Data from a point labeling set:
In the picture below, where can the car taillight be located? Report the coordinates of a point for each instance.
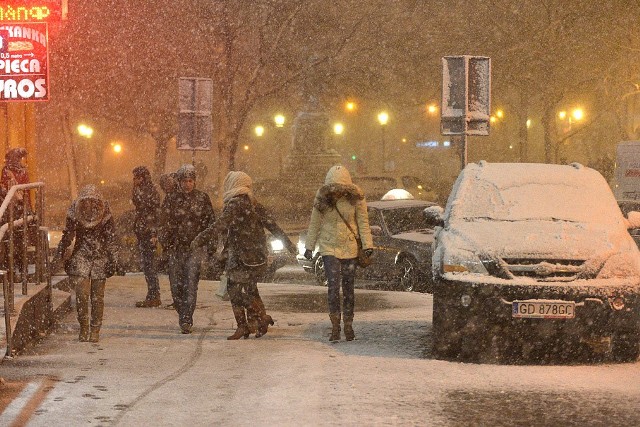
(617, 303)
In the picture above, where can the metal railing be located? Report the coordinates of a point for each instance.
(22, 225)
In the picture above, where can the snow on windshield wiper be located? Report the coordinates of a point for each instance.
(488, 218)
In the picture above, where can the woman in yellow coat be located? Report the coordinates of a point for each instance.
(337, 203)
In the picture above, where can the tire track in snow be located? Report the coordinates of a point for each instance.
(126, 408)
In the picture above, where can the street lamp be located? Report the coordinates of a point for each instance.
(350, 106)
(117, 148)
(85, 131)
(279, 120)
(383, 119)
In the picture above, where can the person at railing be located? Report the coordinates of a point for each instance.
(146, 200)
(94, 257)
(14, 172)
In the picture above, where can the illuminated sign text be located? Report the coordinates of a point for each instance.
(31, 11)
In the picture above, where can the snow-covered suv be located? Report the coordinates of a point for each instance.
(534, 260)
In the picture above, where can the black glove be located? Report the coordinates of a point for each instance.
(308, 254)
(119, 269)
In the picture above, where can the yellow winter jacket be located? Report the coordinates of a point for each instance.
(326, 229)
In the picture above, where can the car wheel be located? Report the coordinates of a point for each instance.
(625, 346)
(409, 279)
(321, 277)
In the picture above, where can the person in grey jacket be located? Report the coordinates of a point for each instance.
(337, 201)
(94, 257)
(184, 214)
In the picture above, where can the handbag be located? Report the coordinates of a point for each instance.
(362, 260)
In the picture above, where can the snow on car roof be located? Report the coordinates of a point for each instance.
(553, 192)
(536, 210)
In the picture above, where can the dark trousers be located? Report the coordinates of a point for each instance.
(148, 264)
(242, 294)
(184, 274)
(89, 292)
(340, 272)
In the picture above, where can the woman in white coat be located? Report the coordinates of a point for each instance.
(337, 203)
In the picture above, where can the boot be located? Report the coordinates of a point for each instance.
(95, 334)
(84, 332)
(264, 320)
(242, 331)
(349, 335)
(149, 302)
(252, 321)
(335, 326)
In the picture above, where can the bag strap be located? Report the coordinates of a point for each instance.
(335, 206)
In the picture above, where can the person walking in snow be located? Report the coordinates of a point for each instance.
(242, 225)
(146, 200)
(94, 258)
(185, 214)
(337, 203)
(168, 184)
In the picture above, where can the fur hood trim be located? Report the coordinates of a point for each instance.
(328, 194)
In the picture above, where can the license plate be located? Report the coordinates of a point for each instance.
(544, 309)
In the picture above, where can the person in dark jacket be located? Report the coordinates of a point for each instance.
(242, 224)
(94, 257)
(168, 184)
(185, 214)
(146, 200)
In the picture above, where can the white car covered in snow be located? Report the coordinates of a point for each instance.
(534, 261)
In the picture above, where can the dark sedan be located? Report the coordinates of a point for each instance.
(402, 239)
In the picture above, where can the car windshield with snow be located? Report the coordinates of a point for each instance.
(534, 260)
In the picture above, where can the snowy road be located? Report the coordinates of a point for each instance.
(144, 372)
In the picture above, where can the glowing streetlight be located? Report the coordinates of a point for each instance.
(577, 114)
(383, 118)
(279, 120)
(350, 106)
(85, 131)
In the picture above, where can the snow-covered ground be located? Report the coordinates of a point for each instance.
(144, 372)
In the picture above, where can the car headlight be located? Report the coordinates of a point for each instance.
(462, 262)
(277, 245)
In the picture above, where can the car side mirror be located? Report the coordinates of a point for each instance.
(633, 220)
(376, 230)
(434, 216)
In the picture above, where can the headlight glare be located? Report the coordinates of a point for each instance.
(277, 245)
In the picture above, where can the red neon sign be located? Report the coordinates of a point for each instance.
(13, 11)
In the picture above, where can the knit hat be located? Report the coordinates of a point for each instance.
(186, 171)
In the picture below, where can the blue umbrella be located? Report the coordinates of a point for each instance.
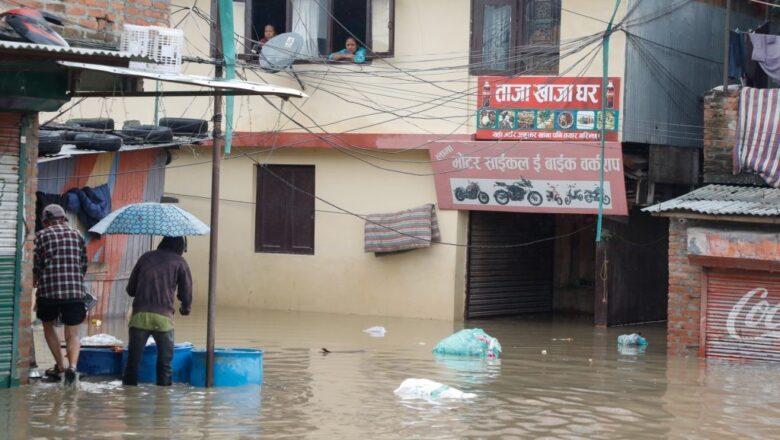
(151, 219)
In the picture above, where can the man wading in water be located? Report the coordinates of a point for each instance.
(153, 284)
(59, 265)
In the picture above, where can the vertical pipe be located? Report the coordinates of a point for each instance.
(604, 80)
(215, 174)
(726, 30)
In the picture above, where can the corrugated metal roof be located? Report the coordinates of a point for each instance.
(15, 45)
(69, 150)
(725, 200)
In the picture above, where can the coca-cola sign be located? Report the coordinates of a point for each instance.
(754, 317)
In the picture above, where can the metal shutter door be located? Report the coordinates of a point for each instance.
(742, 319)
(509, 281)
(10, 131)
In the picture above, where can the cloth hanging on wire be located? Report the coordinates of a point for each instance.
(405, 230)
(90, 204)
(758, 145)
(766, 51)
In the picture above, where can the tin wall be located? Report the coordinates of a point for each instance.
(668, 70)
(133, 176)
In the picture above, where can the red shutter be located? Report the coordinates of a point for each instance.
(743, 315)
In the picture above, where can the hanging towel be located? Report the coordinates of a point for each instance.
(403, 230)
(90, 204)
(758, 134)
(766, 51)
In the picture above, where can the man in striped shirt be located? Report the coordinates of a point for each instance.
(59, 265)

### EXERCISE:
Print all of the data above again word for word, leaving out the pictures.

### TASK ANSWER:
In the picture below, where can the car taillight be located? Report the coordinates of a point for each instance.
(617, 303)
In the picture above, where can the metal railing be located? Report the coordinates of a point for each instance.
(22, 225)
In the picture above, where can the snow on windshield wiper be located? Report the coordinates of a point for each instance.
(488, 218)
In the picture above, where can the woman in yellow coat be located? Report the coordinates of a point for each instance.
(337, 203)
In the picture above, where can the tire track in snow be located? Report the coordinates of a point for each instance.
(126, 408)
In the picture above, where can the street lamp be located? Report the coordinates of a point for each instance.
(350, 106)
(117, 148)
(85, 131)
(279, 120)
(383, 119)
In the picture above, where can the person at railing be located? Report the coordinates of a point for each instance.
(146, 200)
(94, 257)
(14, 172)
In the picture above, where can the illuminated sign text be located? Report the coordinates of a point for each instance.
(31, 11)
In the picture above, where can the snow-covered suv be located? Report the coordinates of a point for each instance.
(534, 260)
In the picture above, where can the black glove be located? Report the coordinates of a point for each instance.
(308, 254)
(119, 269)
In the picture above, where can the yellow winter jacket be located? Report the coordinates of a point for each instance.
(326, 229)
In the picture above, where can the car wheel be located? Report the coordinates of a point for each instance.
(625, 346)
(409, 279)
(321, 277)
In the picture above, where can the person in grey jacket be located? Report the coordinates of a point for each instance.
(337, 201)
(94, 257)
(184, 214)
In the picture above, where can the handbag be located? Report the coordinates of a point for each instance.
(362, 260)
In the picture above, where can the snow on car roof be located? Report the coordinates of a point for each instance.
(553, 192)
(536, 210)
In the picture above, where can the dark trousers be located? Report the coordinates of a point for each instance.
(148, 264)
(242, 294)
(184, 274)
(89, 292)
(340, 272)
In the picture above, where can the woman in white coat be located? Report the coordinates of a point for each instance.
(337, 203)
In the picture above, where can the boot be located? Report the coordinates of a point for each instance.
(95, 334)
(84, 332)
(264, 320)
(242, 331)
(349, 335)
(149, 302)
(252, 321)
(335, 326)
In the picture above, where can the bag strap be located? Report the coordinates of a point for each instance.
(335, 206)
In the picture above, where can the person walking in snow be located? Report the coordinates of a point for each instance.
(242, 225)
(146, 200)
(94, 258)
(185, 214)
(337, 203)
(168, 184)
In the picture above, where can the fur hood trim be located? Report the coordinates of a point for each instance.
(328, 194)
In the picture above, where can the license plate be located? Report the coordinates of a point for each instance.
(544, 309)
In the picture above, where can the person in dark jacket be located? Report the coordinates of a point for each instance.
(242, 224)
(94, 257)
(168, 184)
(185, 214)
(146, 200)
In the picture above, where can the white car covered in snow be located? Report the coordinates of a point for each instance.
(534, 261)
In the picture above, where can the dark sedan be located? Report the coordinates of a point for each instance.
(402, 239)
In the picture above, where can the car windshield with snow be located? Report the coordinates of a point for each instance.
(534, 260)
In the picture above, where can the snowy road be located? Report the coordinates of a point for each instance.
(144, 372)
In the picture above, where can the glowing streetlight be located? Report the coordinates of a point for each instance.
(577, 114)
(383, 118)
(279, 120)
(350, 106)
(85, 131)
In the picture above, where can the snow-covered ground be located? Report the coordinates of a point for each instance.
(144, 372)
In the picture above, where can the car headlight be located? Report the coordinates of a point for each instance.
(462, 262)
(277, 245)
In the picture above, where can the car side mirror be located? Report the coordinates of a point for each instance.
(633, 220)
(376, 230)
(434, 216)
In the picture above, where can the headlight glare be located? Report the coordinates of a point for each instance.
(277, 245)
In the picture above, where can the red neon sign be located? Report the coordinates of a point for each instance.
(13, 11)
In the picture above, where can the knit hat be located? Report the coordinates of a point for each instance.
(186, 171)
In the picture below, where can the blue umbrella be located? Report the coordinates of a point for each instance.
(151, 219)
In the picture above, where can the man wading in water be located? Report the coordinates of a point for each instance.
(153, 284)
(59, 265)
In the picture above, where can the vertical pipe be located? Report the coordinates of a point for each instance.
(604, 80)
(215, 174)
(726, 30)
In the picture above, where can the corrugated metal roof be located? Report the coordinates of a point for each instance.
(15, 45)
(69, 150)
(725, 200)
In the picture above, where can the coca-cola sign be located? Report the coordinates of a point for each instance.
(754, 317)
In the picture above, where can the metal shutter door be located? Report the coordinates of a point for each instance.
(742, 319)
(509, 281)
(10, 131)
In the picture above, where can the cloth hanging on wire be located? Report the coordinates of a point for each instance.
(405, 230)
(90, 204)
(758, 145)
(766, 51)
In the picture above, where can the tin wall be located? Report the coordinates of a point for each instance.
(668, 70)
(133, 176)
In the picture above, where can the red shutter be located? Report the coordinates of a point for each instance.
(743, 315)
In the picture above, where can the hanging towel be located? Report the coordinates of a point for each instance.
(403, 230)
(90, 204)
(758, 134)
(766, 51)
In the picture above, where can the man in striped shirt be located? Report the coordinates of a point for each instance.
(59, 265)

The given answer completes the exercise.